**INSTRUCTIONS TO FOLLOW**
Write out the listing below from the line containing "Objective — one dot on each instance of the gothic" to its last line, unaltered, ends included.

[Saved entries]
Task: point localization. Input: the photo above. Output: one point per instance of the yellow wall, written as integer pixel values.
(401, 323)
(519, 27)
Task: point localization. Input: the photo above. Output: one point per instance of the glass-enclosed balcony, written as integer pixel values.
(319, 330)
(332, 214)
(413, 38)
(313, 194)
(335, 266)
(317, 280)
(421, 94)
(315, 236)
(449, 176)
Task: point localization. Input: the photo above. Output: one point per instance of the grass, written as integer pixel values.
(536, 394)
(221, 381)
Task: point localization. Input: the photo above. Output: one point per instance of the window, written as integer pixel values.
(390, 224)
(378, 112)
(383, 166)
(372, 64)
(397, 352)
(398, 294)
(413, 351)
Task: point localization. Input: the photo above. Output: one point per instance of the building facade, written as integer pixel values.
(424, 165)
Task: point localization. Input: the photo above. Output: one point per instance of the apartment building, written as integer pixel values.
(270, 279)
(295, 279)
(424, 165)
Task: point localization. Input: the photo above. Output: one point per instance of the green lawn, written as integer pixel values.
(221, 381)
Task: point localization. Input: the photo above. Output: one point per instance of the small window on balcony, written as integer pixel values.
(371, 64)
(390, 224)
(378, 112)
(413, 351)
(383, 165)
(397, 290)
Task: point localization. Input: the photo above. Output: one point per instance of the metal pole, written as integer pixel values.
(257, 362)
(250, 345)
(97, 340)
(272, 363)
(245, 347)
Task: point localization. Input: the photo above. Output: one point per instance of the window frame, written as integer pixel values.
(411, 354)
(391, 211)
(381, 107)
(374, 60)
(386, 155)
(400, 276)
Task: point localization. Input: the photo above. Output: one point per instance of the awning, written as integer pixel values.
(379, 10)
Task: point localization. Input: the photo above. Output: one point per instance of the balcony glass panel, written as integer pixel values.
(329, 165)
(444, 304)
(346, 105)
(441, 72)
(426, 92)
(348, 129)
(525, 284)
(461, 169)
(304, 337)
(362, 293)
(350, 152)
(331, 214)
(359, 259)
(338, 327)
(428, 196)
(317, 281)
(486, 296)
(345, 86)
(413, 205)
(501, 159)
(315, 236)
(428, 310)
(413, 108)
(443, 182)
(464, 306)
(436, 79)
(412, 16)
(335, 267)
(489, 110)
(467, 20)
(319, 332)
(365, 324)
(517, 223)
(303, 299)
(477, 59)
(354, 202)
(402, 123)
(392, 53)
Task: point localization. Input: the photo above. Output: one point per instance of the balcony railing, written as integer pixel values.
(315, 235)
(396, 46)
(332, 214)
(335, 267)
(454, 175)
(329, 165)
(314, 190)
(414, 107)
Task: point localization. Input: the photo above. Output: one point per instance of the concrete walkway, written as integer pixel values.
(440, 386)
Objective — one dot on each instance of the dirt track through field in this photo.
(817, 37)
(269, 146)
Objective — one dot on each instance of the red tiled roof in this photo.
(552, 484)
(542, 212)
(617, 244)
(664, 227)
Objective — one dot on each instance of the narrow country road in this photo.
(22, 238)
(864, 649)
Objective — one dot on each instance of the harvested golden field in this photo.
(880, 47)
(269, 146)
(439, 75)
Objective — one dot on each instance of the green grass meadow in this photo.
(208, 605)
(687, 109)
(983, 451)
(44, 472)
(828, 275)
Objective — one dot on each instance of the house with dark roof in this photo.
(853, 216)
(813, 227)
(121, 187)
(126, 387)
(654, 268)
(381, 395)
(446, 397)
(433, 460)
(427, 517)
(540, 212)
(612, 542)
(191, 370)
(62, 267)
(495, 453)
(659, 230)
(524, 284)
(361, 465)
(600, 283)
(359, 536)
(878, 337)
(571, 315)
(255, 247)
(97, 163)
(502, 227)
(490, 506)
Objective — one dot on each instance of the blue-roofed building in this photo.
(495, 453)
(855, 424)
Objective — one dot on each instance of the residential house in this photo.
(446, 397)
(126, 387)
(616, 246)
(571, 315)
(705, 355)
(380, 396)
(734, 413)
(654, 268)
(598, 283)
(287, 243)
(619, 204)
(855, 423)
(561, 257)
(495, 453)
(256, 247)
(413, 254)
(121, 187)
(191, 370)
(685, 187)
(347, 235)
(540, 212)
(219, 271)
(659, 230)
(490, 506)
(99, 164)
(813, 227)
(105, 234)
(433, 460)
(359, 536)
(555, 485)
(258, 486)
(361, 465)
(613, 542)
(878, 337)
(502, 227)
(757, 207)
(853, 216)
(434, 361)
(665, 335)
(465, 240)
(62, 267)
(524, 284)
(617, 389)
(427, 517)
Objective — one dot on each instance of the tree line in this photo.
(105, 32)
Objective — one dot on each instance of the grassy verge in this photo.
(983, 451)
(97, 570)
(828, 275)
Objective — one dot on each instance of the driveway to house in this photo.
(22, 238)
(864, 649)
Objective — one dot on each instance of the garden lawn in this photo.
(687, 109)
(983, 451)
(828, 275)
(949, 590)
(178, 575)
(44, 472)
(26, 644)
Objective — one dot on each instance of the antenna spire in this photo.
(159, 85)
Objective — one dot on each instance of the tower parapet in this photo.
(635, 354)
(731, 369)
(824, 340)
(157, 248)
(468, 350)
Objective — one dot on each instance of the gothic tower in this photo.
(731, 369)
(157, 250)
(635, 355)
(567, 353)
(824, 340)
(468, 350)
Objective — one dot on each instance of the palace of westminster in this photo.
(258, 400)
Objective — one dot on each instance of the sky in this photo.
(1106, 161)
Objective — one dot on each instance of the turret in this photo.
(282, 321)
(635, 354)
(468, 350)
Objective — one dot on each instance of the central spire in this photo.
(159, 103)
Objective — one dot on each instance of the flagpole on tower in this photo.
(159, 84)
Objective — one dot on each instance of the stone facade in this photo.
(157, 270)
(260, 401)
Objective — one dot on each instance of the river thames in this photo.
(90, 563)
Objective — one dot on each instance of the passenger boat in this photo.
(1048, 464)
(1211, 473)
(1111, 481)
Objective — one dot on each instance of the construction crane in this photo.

**WORKED ANSWER**
Objective — one dot on each instance of the gothic tower in this photo.
(731, 369)
(157, 250)
(635, 355)
(567, 353)
(824, 340)
(468, 350)
Objective — one dot on each instance of the palace of westminster in this photo.
(258, 400)
Objective — one dot on each instance of the sky in this photo.
(1106, 161)
Objective — one dot on each instance of the turret in this photo.
(282, 321)
(635, 354)
(468, 350)
Objective — one dot on each instance of the central spire in this photo.
(159, 103)
Objective — one dot on each instance of the flagpole on tower in this photo.
(159, 84)
Objective — one dot on each instance of the stone facade in this photo.
(157, 270)
(260, 401)
Objective — one dot on each instance of the river thames in this photo.
(90, 563)
Objective — one dot on each instance of the passenger boat in this photo.
(1048, 464)
(1211, 473)
(1111, 481)
Objective — one dot on each instance of the construction crane in this photo.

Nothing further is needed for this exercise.